Tuesday, January 5, 2010

Konflik Garuda-Freeport Kental Muatan Non-Teknis


INILAH.COM, Jakarta - Pengamat penerbangan Dudi Sudibyo menilai, konflik PT Garuda Indonesia dan PT Freeport Indonesia yang berujung pada terhentinya penerbangan Garuda ke Timika sejak 4 Januari 2010, kental dengan muatan non-teknis.

"Mestinya meski stok avtur terbatas, Garuda harus dilayani terbatas juga, bukan distop sama sekali. Ini aneh karena Merpati juga tak ada masalah," katanya di Jakarta, Selasa (5/1).

Menurut Dudi, Bandara Mozes Kilangin Timika dengan status internasional sejak 2008, sudah terikat sebagai milik publik dan ketentuan penerbangan internasional.

"Meski bandara itu dibangun oleh Freeport, mestinya pengelola (AVCO) sama dengan PT AP (Angkasa Pura) I dan II dalam melayani operator penerbangan. Tidak ada bedanya," katanya.

Dudi juga menilai tindakan pengelola bandara yang menyetop suplai avtur kepada pesawat Garuda itu bertentangan dengan nilai-nilai keselamatan dan keamanan (safety) penerbangan universal yang harus dijunjung setinggi-tingginya.

"Ini keterlaluan. Apalagi, jika benar bahwa persoalan itu dipicu oleh arogansi petinggi Freeport yang gagal memaksakan diri untuk diangkut oleh penerbangan Garuda yang mengalihkan penerbangan ke Jayapura sebelumnya," katanya.

Dudi juga mendapatkan pengakuan dari sang pilot Garuda yang juga Ketua Umum Federasi Pilot Indonesia (FPI) Manotar Napitupulu bahwa untuk dilayani kembali, petinggi Garuda harus meminta maaf kepada PT Freeport.

Baris Data
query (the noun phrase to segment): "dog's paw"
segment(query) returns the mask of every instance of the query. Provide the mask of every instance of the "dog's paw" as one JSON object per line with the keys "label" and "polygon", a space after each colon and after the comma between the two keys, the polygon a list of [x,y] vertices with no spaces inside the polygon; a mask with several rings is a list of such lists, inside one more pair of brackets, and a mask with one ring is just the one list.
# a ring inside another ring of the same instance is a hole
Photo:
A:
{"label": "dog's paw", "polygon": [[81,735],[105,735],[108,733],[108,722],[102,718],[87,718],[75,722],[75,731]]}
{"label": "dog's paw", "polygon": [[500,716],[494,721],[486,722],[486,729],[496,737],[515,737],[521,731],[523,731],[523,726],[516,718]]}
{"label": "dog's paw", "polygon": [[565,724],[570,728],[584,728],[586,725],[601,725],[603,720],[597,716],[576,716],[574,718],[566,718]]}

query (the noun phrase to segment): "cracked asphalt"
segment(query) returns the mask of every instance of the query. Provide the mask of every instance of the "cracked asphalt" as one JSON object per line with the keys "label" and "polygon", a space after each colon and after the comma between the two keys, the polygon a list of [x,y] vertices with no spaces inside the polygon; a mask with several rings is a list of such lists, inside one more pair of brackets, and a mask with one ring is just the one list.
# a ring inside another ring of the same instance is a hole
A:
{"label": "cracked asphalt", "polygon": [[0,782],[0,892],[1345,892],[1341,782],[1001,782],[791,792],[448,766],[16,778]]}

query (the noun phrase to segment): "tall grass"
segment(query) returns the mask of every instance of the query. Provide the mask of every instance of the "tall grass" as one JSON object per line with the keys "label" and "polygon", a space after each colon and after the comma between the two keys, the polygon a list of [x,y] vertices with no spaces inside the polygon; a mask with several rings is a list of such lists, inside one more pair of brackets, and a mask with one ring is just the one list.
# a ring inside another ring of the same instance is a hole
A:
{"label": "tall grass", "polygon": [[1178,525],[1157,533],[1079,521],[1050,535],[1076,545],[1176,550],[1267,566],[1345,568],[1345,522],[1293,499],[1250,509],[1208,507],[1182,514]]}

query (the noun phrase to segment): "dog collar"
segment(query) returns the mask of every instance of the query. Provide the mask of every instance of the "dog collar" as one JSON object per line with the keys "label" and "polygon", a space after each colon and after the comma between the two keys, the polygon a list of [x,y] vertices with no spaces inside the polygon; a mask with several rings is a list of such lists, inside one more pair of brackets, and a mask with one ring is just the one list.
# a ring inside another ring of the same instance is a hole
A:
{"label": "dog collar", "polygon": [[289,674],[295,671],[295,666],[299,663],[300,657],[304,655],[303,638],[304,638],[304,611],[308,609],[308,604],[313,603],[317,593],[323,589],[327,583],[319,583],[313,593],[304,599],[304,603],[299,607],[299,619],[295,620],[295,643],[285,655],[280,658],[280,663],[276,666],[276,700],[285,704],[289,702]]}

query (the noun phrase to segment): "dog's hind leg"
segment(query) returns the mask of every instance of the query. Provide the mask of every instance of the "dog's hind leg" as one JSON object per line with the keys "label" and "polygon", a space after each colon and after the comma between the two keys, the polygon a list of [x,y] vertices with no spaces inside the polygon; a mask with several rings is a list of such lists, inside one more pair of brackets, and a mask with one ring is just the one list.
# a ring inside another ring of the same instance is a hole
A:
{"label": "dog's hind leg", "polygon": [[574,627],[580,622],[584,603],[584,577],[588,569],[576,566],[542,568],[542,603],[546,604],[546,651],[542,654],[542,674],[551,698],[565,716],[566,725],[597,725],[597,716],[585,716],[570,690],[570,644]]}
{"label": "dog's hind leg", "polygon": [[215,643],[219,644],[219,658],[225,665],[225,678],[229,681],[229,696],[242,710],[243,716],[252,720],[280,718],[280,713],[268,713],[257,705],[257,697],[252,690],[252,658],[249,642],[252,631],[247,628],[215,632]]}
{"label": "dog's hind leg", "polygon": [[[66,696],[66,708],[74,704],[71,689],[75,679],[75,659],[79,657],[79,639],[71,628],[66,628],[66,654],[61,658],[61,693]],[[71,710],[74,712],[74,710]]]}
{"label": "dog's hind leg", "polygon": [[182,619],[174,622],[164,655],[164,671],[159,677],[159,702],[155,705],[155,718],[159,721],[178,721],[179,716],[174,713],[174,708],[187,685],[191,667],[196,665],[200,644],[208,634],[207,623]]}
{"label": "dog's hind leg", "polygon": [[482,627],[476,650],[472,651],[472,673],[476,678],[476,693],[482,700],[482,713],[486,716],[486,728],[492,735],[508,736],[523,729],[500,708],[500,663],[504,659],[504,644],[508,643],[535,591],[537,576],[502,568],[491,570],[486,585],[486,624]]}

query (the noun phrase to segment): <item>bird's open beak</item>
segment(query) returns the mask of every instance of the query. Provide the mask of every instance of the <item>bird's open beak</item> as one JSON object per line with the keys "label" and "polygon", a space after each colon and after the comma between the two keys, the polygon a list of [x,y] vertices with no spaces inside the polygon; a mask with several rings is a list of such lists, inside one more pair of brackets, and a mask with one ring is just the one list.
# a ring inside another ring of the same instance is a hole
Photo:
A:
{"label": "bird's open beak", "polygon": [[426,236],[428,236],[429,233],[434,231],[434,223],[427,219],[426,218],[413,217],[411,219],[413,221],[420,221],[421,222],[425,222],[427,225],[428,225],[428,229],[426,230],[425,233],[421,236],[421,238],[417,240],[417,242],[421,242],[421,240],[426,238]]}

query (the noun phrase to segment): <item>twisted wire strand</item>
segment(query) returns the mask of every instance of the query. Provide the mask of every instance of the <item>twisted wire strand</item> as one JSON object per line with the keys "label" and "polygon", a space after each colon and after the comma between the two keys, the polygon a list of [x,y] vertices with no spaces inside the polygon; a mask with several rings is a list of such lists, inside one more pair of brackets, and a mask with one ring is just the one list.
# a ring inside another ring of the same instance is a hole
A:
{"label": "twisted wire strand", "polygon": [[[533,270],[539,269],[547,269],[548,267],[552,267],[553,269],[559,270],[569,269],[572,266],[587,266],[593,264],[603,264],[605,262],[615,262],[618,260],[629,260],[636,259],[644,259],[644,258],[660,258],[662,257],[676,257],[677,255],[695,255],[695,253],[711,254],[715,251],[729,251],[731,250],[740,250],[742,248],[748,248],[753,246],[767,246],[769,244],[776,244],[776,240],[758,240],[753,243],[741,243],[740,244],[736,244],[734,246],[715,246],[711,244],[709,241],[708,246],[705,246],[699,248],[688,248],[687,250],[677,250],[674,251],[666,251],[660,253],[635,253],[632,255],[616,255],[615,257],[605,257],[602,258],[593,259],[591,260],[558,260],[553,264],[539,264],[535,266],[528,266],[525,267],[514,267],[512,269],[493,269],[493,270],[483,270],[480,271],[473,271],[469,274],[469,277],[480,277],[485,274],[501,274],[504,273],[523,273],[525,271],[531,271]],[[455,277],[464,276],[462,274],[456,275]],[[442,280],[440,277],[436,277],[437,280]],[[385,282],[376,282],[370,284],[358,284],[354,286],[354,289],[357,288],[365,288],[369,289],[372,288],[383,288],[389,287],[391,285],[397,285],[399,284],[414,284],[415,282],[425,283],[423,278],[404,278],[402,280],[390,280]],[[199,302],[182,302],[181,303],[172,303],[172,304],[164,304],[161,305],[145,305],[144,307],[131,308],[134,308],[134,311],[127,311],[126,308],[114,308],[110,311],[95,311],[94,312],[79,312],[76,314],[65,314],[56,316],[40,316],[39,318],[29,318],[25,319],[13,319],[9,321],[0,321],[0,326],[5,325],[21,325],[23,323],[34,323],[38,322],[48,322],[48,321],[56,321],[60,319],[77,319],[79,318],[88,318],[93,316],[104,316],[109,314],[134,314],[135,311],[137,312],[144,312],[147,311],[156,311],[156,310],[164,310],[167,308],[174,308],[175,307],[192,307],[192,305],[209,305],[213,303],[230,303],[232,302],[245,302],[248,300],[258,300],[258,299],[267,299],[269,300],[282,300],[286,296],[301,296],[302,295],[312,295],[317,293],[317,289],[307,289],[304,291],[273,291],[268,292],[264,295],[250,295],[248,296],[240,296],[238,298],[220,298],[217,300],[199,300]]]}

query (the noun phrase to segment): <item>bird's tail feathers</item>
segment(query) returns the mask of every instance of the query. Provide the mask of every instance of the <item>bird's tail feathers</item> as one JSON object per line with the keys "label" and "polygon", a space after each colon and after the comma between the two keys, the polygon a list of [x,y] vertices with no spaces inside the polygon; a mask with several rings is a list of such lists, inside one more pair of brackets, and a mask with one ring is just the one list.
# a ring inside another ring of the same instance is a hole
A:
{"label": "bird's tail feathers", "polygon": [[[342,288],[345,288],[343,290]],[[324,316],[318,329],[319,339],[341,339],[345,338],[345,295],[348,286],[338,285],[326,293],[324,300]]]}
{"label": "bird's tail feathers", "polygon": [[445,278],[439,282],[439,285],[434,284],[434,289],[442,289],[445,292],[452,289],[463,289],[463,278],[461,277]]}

Bagian Latihan
**A.** Tuliskan ulang tanpa perubahan bagian teks tentang konflik Garuda-Freeport, mulai dari "Dudi juga mendapatkan" dan terus sampai "kepada PT Freeport.".
**B.** Ubah catatan mulai dari baris yang memuat "query (the noun phrase to segment): <item>bird's tail" sampai akhir catatan menjadi CSV dua kolom bernama "permintaan" dan "jawaban", dengan satu baris untuk setiap teks beserta jawabannya. Apit setiap isian dengan tanda kutip, dan ganti setiap jeda baris di dalamnya dengan spasi.

Jawaban Tugas
**A.**
Dudi juga mendapatkan pengakuan dari sang pilot Garuda yang juga Ketua Umum Federasi Pilot Indonesia (FPI) Manotar Napitupulu bahwa untuk dilayani kembali, petinggi Garuda harus meminta maaf kepada PT Freeport.

**B.**
permintaan,jawaban
"query (the noun phrase to segment): <item>bird's tail feathers</item> segment(query) returns the mask of every instance of the query. Provide the mask of every instance of the <item>bird's tail feathers</item> as one JSON object per line with the keys ""label"" and ""polygon"", a space after each colon and after the comma between the two keys, the polygon a list of [x,y] vertices with no spaces inside the polygon; a mask with several rings is a list of such lists, inside one more pair of brackets, and a mask with one ring is just the one list. # a ring inside another ring of the same instance is a hole A:","{""label"": ""bird's tail feathers"", ""polygon"": [[[342,288],[345,288],[343,290]],[[324,316],[318,329],[319,339],[341,339],[345,338],[345,295],[348,286],[338,285],[326,293],[324,300]]]} {""label"": ""bird's tail feathers"", ""polygon"": [[445,278],[439,282],[439,285],[434,284],[434,289],[442,289],[445,292],[452,289],[463,289],[463,278],[461,277]]}"